Aim: Render the records below, from the line containing "for the floating" through the end of the records, as a JSON list of strings with one string per line. Omit blank lines, and leave the pictures out of the answer.

Records in a dataset
——
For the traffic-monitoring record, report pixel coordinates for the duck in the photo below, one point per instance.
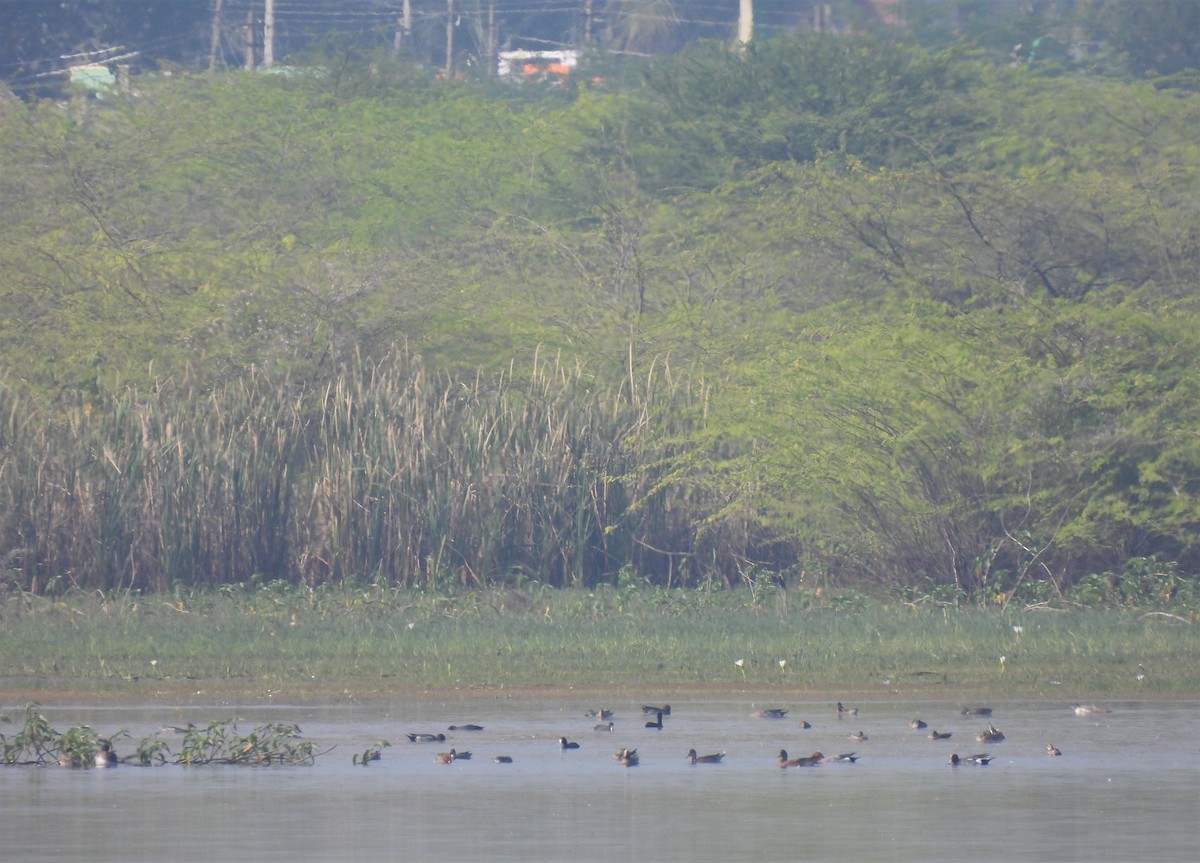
(805, 761)
(844, 757)
(106, 756)
(990, 735)
(982, 760)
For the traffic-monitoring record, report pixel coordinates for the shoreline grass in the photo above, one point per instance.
(281, 642)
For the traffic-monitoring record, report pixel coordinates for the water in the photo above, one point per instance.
(1127, 786)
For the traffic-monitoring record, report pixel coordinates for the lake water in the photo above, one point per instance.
(1127, 786)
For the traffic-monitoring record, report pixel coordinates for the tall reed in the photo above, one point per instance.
(385, 472)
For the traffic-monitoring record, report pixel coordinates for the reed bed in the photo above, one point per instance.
(285, 641)
(385, 472)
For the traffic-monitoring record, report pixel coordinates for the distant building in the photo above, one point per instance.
(537, 64)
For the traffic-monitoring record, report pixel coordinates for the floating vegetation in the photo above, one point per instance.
(220, 742)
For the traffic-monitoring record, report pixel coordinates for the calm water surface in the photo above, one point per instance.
(1126, 787)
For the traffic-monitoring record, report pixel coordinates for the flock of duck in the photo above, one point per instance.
(630, 757)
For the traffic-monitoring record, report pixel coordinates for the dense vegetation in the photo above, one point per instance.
(832, 307)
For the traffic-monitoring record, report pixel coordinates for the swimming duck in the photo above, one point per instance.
(805, 761)
(982, 760)
(976, 711)
(844, 757)
(106, 756)
(990, 735)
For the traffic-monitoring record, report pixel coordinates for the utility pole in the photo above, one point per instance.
(268, 34)
(250, 41)
(405, 27)
(449, 37)
(492, 39)
(215, 45)
(745, 22)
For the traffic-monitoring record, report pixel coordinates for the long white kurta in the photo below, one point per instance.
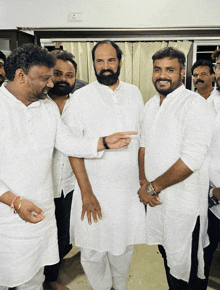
——
Task output:
[
  "For the traffic-monitoring record, report pixel coordinates for the floating vegetation in the photo above, one point per instance.",
  "(220, 742)",
  "For the traffic-monitoring record, report pixel coordinates for the calm water surface in the photo above, one point per instance.",
  "(1126, 787)",
  "For the traffic-monitoring record, report pixel coordinates for the flock of duck in the photo above, one point per instance.",
  "(630, 757)",
  "For the traffic-monitoring record, report pixel coordinates for the dense vegetation in the photo above, one point per instance.",
  "(832, 307)",
  "For the traffic-monitoring record, report pixel coordinates for the swimming duck in the photo above, one point per instance.",
  "(805, 761)",
  "(982, 760)",
  "(976, 711)",
  "(844, 757)",
  "(106, 756)",
  "(990, 735)",
  "For the traffic-monitoring record, report pixel coordinates for the utility pole in the photo above, one point per instance.",
  "(268, 34)",
  "(250, 41)",
  "(405, 27)",
  "(449, 37)",
  "(492, 39)",
  "(215, 45)",
  "(745, 22)",
  "For the traffic-monitoring record, report pixel coordinates for the long white kurta in the photo below, one point per instance."
]